Pointing dataset excerpts:
★ ★ ★ ★ ★

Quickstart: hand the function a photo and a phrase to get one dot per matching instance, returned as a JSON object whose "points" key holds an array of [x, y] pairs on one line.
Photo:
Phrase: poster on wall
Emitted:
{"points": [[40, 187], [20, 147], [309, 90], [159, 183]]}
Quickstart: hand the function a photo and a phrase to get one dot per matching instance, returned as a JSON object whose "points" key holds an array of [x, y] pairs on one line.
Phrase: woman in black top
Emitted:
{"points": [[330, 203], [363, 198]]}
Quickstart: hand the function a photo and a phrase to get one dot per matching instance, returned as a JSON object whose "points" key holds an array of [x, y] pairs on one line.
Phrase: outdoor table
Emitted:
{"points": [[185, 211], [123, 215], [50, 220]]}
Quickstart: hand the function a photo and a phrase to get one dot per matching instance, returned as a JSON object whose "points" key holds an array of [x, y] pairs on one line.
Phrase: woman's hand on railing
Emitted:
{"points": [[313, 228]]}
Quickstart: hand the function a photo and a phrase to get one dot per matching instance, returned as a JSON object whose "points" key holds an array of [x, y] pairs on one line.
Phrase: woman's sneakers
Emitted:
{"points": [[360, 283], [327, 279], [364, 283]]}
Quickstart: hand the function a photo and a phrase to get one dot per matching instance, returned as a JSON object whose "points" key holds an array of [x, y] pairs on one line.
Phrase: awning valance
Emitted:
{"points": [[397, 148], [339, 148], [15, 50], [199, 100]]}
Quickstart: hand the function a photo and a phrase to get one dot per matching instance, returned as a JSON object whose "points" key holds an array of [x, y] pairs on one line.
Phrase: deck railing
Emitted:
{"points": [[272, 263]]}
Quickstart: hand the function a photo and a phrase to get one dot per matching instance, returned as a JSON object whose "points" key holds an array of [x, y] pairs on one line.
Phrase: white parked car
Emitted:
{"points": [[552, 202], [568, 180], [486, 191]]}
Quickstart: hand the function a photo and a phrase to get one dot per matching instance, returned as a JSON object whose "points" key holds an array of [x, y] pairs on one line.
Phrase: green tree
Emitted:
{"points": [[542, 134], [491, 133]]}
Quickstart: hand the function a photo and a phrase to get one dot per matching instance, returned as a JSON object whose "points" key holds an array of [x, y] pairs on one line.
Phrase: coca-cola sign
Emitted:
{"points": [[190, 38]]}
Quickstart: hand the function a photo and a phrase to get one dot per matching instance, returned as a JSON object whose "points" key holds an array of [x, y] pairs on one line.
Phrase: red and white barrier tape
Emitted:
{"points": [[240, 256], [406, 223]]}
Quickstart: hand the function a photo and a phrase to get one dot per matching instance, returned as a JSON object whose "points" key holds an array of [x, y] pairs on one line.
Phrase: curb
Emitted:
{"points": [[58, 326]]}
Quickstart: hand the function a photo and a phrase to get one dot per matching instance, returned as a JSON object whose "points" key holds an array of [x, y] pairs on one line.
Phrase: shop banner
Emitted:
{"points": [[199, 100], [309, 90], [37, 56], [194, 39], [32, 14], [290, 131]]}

★ ★ ★ ★ ★

● **EXERCISE BRIEF**
Print out all the entries precisely as written.

● **TASK RESULT**
Quickstart: hand the function a photo and a phrase to get one dot per matching instance, returned as a JSON object whose "points" key holds an array of [x, y] pairs on one line.
Photo:
Phrase: poster on wall
Emitted:
{"points": [[40, 187], [20, 147], [309, 90], [159, 183]]}
Quickstart: hand the function a photo and a phrase to get one dot per matching instance, returned as a JSON object whose "points" key holds an array of [x, y] pairs on one line.
Phrase: woman in black top
Emitted:
{"points": [[330, 203], [363, 198]]}
Quickstart: hand the function a photo and a phrase to get one dot per matching instance, returned as a JSON object whose "points" key holds an array of [x, y] pairs on one line.
Phrase: outdoor table
Emitted:
{"points": [[185, 211], [123, 215], [50, 220]]}
Quickstart: hand the function a photo and a phrase to get one dot per matching instance, returned as a JSON object whose "points" key holds an array of [x, y] pairs on one line.
Phrase: woman's hand on railing
Emitted:
{"points": [[313, 228]]}
Quickstart: hand the function a photo and a phrase to get one dot per matching instance, returned as a JSON object whose "points" key holds an array of [x, y] pairs on one line.
Phrase: woman's sneakers
Emitted:
{"points": [[360, 283], [327, 279], [364, 283]]}
Quickstart: hand the function a photo and a phrase to get one dot per matching instance, returned as a JSON object whose "points" key holds an array of [x, y] pairs on one line.
Phrase: awning valance
Emitted:
{"points": [[397, 148], [339, 148], [15, 50], [199, 100]]}
Quickstart: hand the function a photo and a phrase to get one dot per matching instance, returned as a JSON object whose "points" key holds an array of [x, y] pairs on one line.
Phrase: deck railing
Emitted:
{"points": [[272, 263]]}
Quickstart: hand the function a photo and a phrase to get one dot per matching instance, returned as a JSON object whose "points" key holds an array of [x, y] pairs on one line.
Phrase: white parked car
Emitted:
{"points": [[552, 202], [568, 180], [486, 191]]}
Quickstart: hand the function a photo and a phrase to get one dot per matching instance, returned as a JSON object whose "points" key holds an array of [x, y] pairs on one line.
Phrase: green tree
Emitted:
{"points": [[542, 134], [491, 133]]}
Quickstart: hand the function a photo and a phrase to get one dot per matching instance, returned as a JSON object whose "points" key holds an array of [x, y] pairs on one line.
Phrase: coca-cola sign
Emitted:
{"points": [[190, 38]]}
Quickstart: hand the function a photo and a phrase to get one dot per matching instance, returned as a JSON object whose "points" key holds an array of [x, y] pairs on one line.
Phrase: red and white barrier tape
Emitted:
{"points": [[240, 256], [406, 223]]}
Quickstart: hand the function a photo and a phrase to get one dot per matching instance, returned as a JSON object whose "points" key holds an array of [x, y] pairs on one line.
Phrase: curb
Emitted:
{"points": [[58, 326]]}
Quickstart: hand the function a photo and a phrase to get one dot per matching instance, returned as a JSON object whose "points" key holds an array of [x, y] pairs on one line.
Phrase: shop banner
Emitted:
{"points": [[199, 100], [309, 90], [37, 56], [194, 39], [32, 14], [290, 131]]}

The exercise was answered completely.